[Start of Attachment]

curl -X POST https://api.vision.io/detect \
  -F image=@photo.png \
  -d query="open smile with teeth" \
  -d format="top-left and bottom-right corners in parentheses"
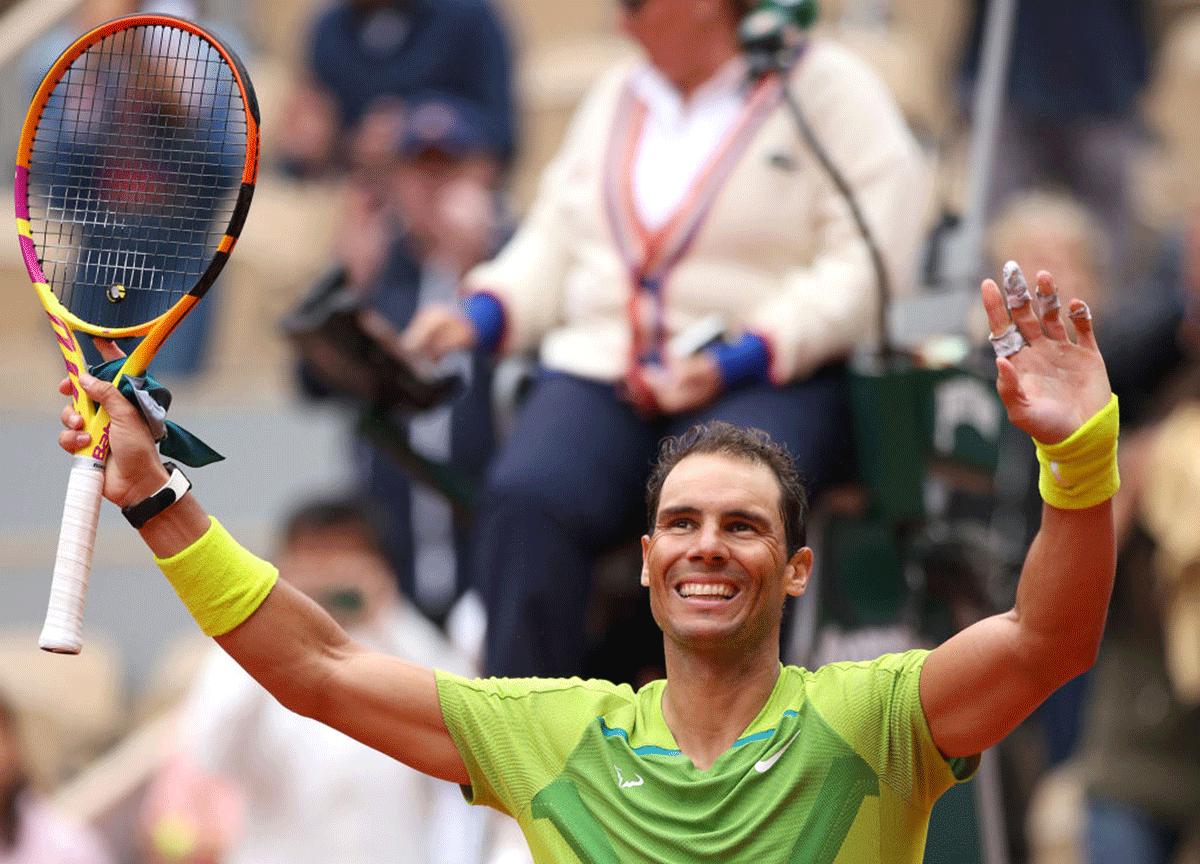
top-left (677, 582), bottom-right (738, 600)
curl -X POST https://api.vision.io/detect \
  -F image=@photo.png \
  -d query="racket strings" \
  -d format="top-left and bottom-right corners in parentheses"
top-left (26, 23), bottom-right (249, 329)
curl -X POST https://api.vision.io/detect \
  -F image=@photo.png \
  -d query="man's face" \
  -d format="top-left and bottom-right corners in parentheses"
top-left (641, 453), bottom-right (811, 652)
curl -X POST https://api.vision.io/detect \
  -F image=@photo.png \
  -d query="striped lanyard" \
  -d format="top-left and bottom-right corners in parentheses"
top-left (602, 67), bottom-right (786, 375)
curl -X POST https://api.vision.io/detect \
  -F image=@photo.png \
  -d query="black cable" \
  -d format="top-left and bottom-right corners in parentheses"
top-left (764, 44), bottom-right (897, 363)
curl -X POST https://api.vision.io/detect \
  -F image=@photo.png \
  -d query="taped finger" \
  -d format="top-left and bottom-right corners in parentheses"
top-left (1003, 260), bottom-right (1046, 345)
top-left (1035, 270), bottom-right (1070, 341)
top-left (1036, 284), bottom-right (1060, 313)
top-left (1068, 300), bottom-right (1099, 350)
top-left (989, 323), bottom-right (1026, 358)
top-left (1002, 261), bottom-right (1032, 309)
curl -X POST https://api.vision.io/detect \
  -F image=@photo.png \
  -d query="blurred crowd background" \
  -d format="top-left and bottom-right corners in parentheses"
top-left (1, 0), bottom-right (1200, 862)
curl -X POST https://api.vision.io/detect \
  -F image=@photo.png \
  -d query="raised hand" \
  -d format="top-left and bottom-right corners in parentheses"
top-left (982, 262), bottom-right (1112, 445)
top-left (58, 338), bottom-right (168, 509)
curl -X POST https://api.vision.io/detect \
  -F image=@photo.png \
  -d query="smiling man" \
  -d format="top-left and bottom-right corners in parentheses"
top-left (57, 263), bottom-right (1118, 862)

[End of Attachment]

Activity: Every line in the material above that has the word "query" should be copied.

Problem solution:
  -d query="open smile with teeth" \
  -d query="racket strings" \
  -d query="man's face" \
  -d query="striped lanyard" \
  -d query="black cable" \
  -d query="taped finger" \
  -d query="blurred crowd background" \
  -d query="raised hand" \
  -d query="smiling man" \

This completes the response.